▶ _GIVEN INSTRUCTION_
Convert the rows from the line with "Task: Where can the satin" through the line with "[[59, 390]]", both included, into a two-column CSV headed instruction and points, with one line per row holding its text and its answer. Wrap each field in double quotes and turn any line breaks into spaces.

▶ _RECORDS TO PROCESS_

--- Begin ---

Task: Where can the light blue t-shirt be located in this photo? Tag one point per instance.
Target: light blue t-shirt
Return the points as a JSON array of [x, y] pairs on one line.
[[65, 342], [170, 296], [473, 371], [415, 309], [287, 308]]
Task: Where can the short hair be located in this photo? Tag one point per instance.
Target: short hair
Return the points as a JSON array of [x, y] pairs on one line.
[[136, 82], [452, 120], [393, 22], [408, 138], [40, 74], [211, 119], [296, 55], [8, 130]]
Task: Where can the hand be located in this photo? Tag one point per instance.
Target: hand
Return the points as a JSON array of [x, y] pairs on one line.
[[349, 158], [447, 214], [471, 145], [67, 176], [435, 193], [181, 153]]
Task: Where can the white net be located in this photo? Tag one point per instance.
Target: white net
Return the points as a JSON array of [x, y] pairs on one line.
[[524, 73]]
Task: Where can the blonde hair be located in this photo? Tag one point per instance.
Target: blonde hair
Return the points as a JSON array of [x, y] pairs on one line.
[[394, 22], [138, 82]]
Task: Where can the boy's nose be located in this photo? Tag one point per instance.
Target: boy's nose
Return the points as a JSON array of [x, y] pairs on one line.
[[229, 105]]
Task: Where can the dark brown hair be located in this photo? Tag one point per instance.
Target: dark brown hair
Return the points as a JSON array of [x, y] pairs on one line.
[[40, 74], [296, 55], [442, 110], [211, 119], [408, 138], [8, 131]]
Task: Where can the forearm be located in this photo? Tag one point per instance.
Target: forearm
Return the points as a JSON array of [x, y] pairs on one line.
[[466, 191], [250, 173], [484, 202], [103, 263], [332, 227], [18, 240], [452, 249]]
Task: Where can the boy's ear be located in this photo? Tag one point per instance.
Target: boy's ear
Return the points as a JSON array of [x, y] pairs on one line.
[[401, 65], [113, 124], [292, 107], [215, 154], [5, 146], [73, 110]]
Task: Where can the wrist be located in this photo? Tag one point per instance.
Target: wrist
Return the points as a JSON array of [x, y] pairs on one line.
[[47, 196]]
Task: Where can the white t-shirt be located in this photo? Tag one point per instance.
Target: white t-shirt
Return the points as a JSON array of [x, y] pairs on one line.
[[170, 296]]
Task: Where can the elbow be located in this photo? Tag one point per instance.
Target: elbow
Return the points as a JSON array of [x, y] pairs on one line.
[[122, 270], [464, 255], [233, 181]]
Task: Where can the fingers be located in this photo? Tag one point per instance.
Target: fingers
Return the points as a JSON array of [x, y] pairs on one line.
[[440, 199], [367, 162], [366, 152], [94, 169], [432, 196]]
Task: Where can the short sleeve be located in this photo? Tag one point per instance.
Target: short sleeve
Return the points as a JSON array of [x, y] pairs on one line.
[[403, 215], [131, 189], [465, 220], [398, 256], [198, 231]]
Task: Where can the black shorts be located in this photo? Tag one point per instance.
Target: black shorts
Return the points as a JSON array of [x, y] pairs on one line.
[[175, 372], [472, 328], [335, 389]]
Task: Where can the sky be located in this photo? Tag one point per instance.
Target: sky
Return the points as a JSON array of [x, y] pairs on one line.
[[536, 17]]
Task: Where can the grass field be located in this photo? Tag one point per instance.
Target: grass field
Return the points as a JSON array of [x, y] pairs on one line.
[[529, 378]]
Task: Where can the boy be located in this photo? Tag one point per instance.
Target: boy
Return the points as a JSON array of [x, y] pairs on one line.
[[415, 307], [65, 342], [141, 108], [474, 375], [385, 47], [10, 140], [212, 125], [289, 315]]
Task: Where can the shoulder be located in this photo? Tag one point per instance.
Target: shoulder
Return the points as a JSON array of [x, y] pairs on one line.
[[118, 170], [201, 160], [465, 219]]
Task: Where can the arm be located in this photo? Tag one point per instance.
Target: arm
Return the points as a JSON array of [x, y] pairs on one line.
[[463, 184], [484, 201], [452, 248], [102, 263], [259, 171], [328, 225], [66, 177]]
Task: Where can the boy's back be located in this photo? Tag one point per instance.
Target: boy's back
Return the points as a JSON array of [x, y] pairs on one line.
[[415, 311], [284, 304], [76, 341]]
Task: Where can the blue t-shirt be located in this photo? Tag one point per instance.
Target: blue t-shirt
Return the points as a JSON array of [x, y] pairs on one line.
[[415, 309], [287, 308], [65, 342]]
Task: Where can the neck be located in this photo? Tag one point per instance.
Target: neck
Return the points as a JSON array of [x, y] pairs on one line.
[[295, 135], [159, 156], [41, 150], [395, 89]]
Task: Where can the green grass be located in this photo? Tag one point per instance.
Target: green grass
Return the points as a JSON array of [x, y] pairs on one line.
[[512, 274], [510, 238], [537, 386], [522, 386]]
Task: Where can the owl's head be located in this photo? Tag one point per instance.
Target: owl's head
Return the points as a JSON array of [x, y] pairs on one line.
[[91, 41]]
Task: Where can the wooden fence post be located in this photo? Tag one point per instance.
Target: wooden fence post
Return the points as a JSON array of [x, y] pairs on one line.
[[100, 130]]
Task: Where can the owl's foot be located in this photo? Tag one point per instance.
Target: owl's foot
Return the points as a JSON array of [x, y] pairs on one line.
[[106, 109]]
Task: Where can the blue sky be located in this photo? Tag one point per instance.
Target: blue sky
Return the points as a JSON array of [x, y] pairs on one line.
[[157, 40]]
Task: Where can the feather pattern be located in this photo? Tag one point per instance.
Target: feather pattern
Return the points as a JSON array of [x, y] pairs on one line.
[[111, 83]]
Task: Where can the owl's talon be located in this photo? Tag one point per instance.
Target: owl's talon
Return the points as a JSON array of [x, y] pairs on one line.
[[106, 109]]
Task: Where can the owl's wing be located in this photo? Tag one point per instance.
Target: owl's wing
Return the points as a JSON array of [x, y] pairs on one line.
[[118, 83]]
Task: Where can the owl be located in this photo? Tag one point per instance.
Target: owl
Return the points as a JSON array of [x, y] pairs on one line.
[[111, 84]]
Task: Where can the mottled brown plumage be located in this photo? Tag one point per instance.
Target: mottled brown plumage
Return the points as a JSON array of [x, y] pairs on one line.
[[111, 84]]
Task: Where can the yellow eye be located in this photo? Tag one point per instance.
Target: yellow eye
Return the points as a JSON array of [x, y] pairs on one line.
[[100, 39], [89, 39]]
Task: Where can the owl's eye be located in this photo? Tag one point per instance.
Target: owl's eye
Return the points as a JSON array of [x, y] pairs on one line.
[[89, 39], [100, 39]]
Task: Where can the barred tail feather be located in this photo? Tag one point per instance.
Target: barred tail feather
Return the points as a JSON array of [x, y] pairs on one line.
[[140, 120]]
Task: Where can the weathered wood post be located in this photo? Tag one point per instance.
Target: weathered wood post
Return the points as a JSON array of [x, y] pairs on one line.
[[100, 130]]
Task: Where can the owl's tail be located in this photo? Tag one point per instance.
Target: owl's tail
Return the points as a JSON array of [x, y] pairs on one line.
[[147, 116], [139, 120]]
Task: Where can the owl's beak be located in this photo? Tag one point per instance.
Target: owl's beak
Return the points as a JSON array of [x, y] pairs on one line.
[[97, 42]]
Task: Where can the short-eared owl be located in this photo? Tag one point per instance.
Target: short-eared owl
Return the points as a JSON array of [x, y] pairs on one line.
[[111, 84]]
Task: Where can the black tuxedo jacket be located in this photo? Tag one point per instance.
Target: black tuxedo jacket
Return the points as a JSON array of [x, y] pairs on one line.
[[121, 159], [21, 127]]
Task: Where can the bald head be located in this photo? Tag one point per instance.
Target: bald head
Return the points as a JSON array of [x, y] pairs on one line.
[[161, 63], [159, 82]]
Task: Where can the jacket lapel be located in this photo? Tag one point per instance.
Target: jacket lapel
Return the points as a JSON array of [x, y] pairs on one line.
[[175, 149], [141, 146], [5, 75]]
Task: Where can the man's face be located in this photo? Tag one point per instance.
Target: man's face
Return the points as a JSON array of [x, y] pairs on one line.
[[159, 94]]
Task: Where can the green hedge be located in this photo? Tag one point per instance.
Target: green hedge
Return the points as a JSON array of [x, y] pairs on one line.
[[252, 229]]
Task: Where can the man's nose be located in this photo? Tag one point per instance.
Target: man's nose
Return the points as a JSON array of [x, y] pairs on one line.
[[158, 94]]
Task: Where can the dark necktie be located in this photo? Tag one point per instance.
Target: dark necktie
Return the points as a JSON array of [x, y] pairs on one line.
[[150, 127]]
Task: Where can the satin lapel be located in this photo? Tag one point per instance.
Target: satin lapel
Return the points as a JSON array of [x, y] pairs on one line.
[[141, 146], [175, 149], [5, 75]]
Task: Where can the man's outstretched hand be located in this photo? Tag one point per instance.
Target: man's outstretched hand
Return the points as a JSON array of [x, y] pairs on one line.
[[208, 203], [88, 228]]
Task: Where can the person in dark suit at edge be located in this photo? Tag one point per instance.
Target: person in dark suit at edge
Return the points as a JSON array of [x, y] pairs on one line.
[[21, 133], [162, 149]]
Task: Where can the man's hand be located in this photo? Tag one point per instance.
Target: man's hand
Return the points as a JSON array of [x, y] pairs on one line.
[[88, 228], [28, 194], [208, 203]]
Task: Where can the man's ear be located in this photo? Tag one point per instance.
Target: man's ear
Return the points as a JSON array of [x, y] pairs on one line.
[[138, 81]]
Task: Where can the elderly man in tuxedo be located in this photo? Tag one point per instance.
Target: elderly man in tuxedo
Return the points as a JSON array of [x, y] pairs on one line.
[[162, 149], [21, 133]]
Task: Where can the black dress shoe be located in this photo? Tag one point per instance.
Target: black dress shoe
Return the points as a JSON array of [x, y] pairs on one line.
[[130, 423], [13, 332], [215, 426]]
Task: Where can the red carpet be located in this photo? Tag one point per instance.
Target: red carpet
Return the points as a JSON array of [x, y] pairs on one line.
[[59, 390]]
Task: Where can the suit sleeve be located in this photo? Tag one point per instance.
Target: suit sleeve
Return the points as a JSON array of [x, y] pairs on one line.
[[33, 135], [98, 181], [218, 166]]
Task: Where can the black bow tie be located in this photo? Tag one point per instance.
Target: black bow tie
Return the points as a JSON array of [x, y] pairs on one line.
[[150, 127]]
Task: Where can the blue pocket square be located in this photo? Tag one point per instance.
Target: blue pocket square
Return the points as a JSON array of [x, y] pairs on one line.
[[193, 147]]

--- End ---

▶ _WRITTEN RESPONSE_
instruction,points
"Task: Where can the satin lapel be located in this photo? Tag one point per instance. Target: satin lapel Return the points as a JSON array of [x, y] pairs on one line.","[[141, 146], [175, 149], [5, 75]]"
"Task: Where can the man's outstretched hand be located in this photo? Tag one point per instance. Target: man's outstretched hand Return the points as a JSON array of [x, y] pairs on one line.","[[208, 203], [88, 228]]"
"Task: Where can the person in dark suit at edge be located in this photo? Tag one point per instance. Target: person in dark suit at edge Return the points as a JSON array of [x, y] pairs on one line.","[[21, 133], [162, 149]]"
"Task: Where can the man's hand be located in this photo? Tag one point per instance. Target: man's hand Return the points as a JSON array of [x, y] pairs on one line.","[[88, 228], [28, 194], [208, 203]]"
"Task: Where can the man's ear be located in this photo? Tag one point per instance. Target: man's ear Return the points as a JSON array of [x, y] pairs on one line.","[[138, 81]]"
"Task: Where can the elderly man in tuxedo be located in this photo? Tag one point per instance. Target: elderly man in tuxedo Return the points as a JSON array of [x, y] pairs on one line.","[[162, 149], [21, 133]]"
"Task: Where can the black dress shoe be located in this photo? Tag one point per instance. Target: black dress shoe Return the points as a JSON array of [x, y] pairs on one line.","[[130, 423], [13, 332], [215, 426]]"
"Task: Where can the red carpet be located in this photo? Tag one point per instance. Target: red carpet Return the points as a JSON array of [x, y] pairs on one line.","[[59, 390]]"